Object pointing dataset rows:
—————

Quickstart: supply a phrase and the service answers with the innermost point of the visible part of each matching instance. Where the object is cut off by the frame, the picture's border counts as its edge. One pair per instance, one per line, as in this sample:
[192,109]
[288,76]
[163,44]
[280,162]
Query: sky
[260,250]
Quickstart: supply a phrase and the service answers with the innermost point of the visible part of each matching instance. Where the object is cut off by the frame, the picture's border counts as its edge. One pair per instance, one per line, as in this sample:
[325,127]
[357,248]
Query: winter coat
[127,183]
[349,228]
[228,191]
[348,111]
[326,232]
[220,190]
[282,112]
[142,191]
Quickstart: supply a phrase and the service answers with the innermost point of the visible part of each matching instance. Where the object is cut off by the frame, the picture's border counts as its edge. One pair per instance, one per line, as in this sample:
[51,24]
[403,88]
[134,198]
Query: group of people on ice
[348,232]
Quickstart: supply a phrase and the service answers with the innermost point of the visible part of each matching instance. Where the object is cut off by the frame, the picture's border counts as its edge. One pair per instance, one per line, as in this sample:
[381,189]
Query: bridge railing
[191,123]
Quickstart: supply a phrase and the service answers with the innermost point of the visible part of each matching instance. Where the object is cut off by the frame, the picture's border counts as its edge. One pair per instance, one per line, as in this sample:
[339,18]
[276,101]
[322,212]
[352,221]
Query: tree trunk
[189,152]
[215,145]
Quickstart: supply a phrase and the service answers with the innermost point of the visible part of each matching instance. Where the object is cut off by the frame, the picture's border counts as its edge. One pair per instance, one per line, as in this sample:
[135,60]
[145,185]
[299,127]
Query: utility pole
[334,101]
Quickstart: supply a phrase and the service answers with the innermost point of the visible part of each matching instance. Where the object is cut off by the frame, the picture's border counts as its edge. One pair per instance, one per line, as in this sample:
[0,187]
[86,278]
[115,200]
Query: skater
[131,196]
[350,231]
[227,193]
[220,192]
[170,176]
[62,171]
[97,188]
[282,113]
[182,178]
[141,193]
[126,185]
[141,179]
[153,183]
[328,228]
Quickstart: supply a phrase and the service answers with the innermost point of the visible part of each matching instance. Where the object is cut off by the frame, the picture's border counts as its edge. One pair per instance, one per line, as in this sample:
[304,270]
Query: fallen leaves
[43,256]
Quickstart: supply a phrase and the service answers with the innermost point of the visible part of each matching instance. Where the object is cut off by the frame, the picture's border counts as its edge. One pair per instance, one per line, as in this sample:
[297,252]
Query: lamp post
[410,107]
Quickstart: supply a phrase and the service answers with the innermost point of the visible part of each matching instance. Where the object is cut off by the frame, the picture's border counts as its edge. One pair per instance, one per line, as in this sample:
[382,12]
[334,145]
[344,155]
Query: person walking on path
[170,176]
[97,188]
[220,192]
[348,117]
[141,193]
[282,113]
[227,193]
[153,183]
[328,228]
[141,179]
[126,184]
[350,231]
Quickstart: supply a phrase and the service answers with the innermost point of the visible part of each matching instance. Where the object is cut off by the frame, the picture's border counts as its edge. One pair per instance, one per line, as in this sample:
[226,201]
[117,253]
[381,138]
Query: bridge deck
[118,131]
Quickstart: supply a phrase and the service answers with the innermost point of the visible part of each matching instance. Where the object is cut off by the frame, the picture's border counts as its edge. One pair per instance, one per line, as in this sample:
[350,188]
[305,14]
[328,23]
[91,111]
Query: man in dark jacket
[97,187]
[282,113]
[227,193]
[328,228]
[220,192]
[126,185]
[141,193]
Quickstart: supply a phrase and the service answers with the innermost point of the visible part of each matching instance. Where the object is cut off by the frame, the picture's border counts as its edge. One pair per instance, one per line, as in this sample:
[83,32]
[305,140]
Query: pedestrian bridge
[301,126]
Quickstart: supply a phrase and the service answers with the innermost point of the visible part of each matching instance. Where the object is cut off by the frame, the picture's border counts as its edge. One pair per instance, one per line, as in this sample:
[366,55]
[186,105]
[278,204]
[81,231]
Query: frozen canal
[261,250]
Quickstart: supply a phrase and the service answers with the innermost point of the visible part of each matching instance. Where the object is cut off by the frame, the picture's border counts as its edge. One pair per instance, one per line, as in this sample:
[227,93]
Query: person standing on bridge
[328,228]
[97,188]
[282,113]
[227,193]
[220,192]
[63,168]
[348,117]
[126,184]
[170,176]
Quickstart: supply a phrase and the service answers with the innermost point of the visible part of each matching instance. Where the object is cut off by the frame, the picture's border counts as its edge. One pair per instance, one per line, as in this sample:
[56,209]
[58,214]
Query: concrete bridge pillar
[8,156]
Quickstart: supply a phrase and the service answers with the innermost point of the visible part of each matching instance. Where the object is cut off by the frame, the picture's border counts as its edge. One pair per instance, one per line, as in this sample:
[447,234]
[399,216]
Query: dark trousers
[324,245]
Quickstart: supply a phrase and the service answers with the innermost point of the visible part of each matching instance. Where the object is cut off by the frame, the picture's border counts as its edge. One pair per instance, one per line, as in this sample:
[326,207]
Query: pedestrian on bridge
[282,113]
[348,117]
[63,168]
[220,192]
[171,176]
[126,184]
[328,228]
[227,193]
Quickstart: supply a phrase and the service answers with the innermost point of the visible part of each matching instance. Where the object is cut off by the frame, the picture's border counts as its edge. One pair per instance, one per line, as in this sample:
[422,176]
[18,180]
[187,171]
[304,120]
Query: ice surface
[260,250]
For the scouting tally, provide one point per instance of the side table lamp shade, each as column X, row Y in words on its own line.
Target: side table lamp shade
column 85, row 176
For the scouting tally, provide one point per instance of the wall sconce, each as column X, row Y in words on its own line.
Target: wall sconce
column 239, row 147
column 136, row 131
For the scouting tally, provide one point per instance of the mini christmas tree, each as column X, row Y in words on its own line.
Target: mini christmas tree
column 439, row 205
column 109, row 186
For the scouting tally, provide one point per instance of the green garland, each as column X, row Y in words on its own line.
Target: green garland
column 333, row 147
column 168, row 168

—————

**DO THIS**.
From the data above, extract every line in its exact form.

**TASK RESPONSE**.
Quickstart: supply a phrase and the service answers with the innermost point of the visible part of each matching instance. Where the object is cut off by the frame, the picture's border counts as its edge. One pair per instance, one per line, as in this sample:
[192,109]
[288,76]
[163,44]
[280,162]
Query: sky
[260,250]
Quickstart: supply a phrase and the service answers with the innermost point of the visible part of each matching instance. Where the object is cut off by the frame, the picture's border counts as its edge. One pair per instance, one per line, as in this sample:
[325,127]
[357,248]
Query: winter coat
[127,183]
[349,228]
[228,191]
[348,111]
[326,232]
[220,190]
[282,112]
[142,191]
Quickstart: supply a phrase and the service answers with the innermost point of the visible part of each matching instance. Where the object is cut off by the frame, the picture's border counts as its edge. One pair per instance, one per line, as in this sample:
[51,24]
[403,88]
[134,198]
Query: group of people on ice
[348,232]
Quickstart: supply a phrase and the service answers with the innermost point of the visible part of each matching instance. Where the object is cut off by the frame, the picture's border counts as its edge. One pair per instance, one per line, as in this sample:
[381,189]
Query: bridge railing
[191,123]
Quickstart: supply a phrase and the service answers with the innermost point of the visible part of each matching instance. Where the object is cut off by the frame, the picture's border counts as its edge. One pair per instance, one per line, as in this sample:
[339,18]
[276,101]
[322,212]
[352,221]
Query: tree trunk
[189,152]
[215,145]
Quickstart: supply a phrase and the service answers with the innermost point of the visible part of each matching instance. Where the object is cut off by the frame, the picture's border counts as its edge. One pair per instance, one per line, as in this sample:
[135,60]
[145,185]
[299,127]
Query: utility pole
[334,101]
Quickstart: supply a phrase and the service answers with the innermost point of the visible part of each matching instance. Where the object is cut off by the frame, the picture's border counts as its edge. One pair per instance, one per line, as in this sample:
[0,187]
[86,278]
[115,200]
Query: skater
[131,196]
[350,231]
[227,193]
[220,192]
[170,176]
[62,171]
[97,188]
[282,113]
[182,178]
[141,193]
[126,185]
[141,179]
[153,183]
[328,228]
Quickstart: supply a phrase and the service answers with the innermost point of the visible part of each matching instance. Where the object is cut off by the frame, the picture's border counts as its edge. One pair per instance, one per line, as in this sample:
[304,270]
Query: fallen leaves
[43,256]
Quickstart: supply a phrase and the service answers with the innermost point of the visible part of each matching instance. Where the object is cut off by the frame, the picture's border counts as its edge. One pair per instance, one per line, as in this sample:
[297,252]
Query: lamp post
[410,107]
Quickstart: supply a phrase and the service answers with the innermost point of the visible part of each matching instance. Where the object is cut off by the frame, the picture's border counts as its edge. One pair per instance, one per line, as in this sample:
[382,12]
[334,145]
[344,155]
Query: person walking on path
[170,176]
[97,188]
[220,192]
[348,117]
[141,193]
[282,113]
[227,193]
[153,183]
[328,228]
[141,179]
[126,184]
[350,231]
Quickstart: supply a phrase and the service answers with the innermost point of the visible part of each matching instance. Where the object is cut off by the frame, the picture's border counts as its edge. One pair per instance, one per line, as in this sample:
[226,201]
[117,253]
[381,138]
Query: bridge deck
[118,131]
Quickstart: supply a phrase and the service answers with the innermost point of the visible part of each matching instance. Where the object is cut off by the frame, the picture's border counts as its edge. One pair per instance, one per line, as in this sample:
[350,188]
[305,14]
[328,23]
[91,111]
Query: man in dark jacket
[97,187]
[282,113]
[227,193]
[328,228]
[220,192]
[126,185]
[141,193]
Quickstart: supply a phrase and the service answers with the innermost point of the visible part of each matching instance. Where the object is cut off by the frame, the picture's border counts as its edge. One pair per instance, one per line, as in this sample:
[83,32]
[305,140]
Query: pedestrian bridge
[301,126]
Quickstart: supply a phrase and the service answers with the innermost point of the visible part of each matching instance. Where the object is cut off by the frame, the picture's border counts as its edge. One pair per instance, one per line, as in this sample:
[366,55]
[186,105]
[278,204]
[81,231]
Query: frozen canal
[261,250]
Quickstart: supply a phrase and the service answers with the innermost point of the visible part of each matching instance. Where the object is cut off by the frame, the picture's border counts as its edge. One pair per instance, one per line, as in this sample:
[227,93]
Query: person standing on bridge
[328,228]
[97,188]
[282,113]
[227,193]
[220,192]
[63,168]
[348,117]
[126,184]
[170,176]
Quickstart: supply a phrase and the service answers with the innermost point of the visible part of each matching instance. Where the object is cut off by the frame, the picture's border counts as its edge. One pair per instance, one per line, as in this sample:
[56,209]
[58,214]
Query: concrete bridge pillar
[8,156]
Quickstart: supply a phrase and the service answers with the innermost point of the visible part of each matching instance. Where the object is cut off by the frame, the picture's border counts as its edge. One pair per instance, one per line, as in this sample:
[447,234]
[399,216]
Query: dark trousers
[324,245]
Quickstart: supply a phrase and the service answers with the innermost point of the visible part of each matching instance. Where the object is cut off by the frame, the picture's border counts as its edge. One pair per instance, one per line, as in this sample:
[326,207]
Query: pedestrian on bridge
[282,113]
[348,117]
[63,168]
[220,192]
[171,176]
[126,184]
[328,228]
[227,193]
Quickstart: supply a phrase and the service answers with the innermost point of the visible part of each matching instance. Where the object is cut off by the frame, the picture's border counts as its edge. One pair per instance, one per line, as in this sample:
[422,176]
[18,180]
[187,171]
[304,120]
Query: ice surface
[260,250]
For the scouting tally, provide one point per instance of the side table lamp shade, each as column X, row Y in words on its own line.
Target: side table lamp shade
column 85, row 176
For the scouting tally, provide one point per instance of the wall sconce, each as column X, row Y in words on its own line.
Target: wall sconce
column 239, row 147
column 136, row 131
For the scouting tally, provide one point per instance of the mini christmas tree, each as column X, row Y in words on its own line.
Target: mini christmas tree
column 439, row 205
column 109, row 186
For the scouting tally, provide one point per instance of the green garland, each as column X, row Y in words on its own line.
Target: green garland
column 333, row 147
column 168, row 168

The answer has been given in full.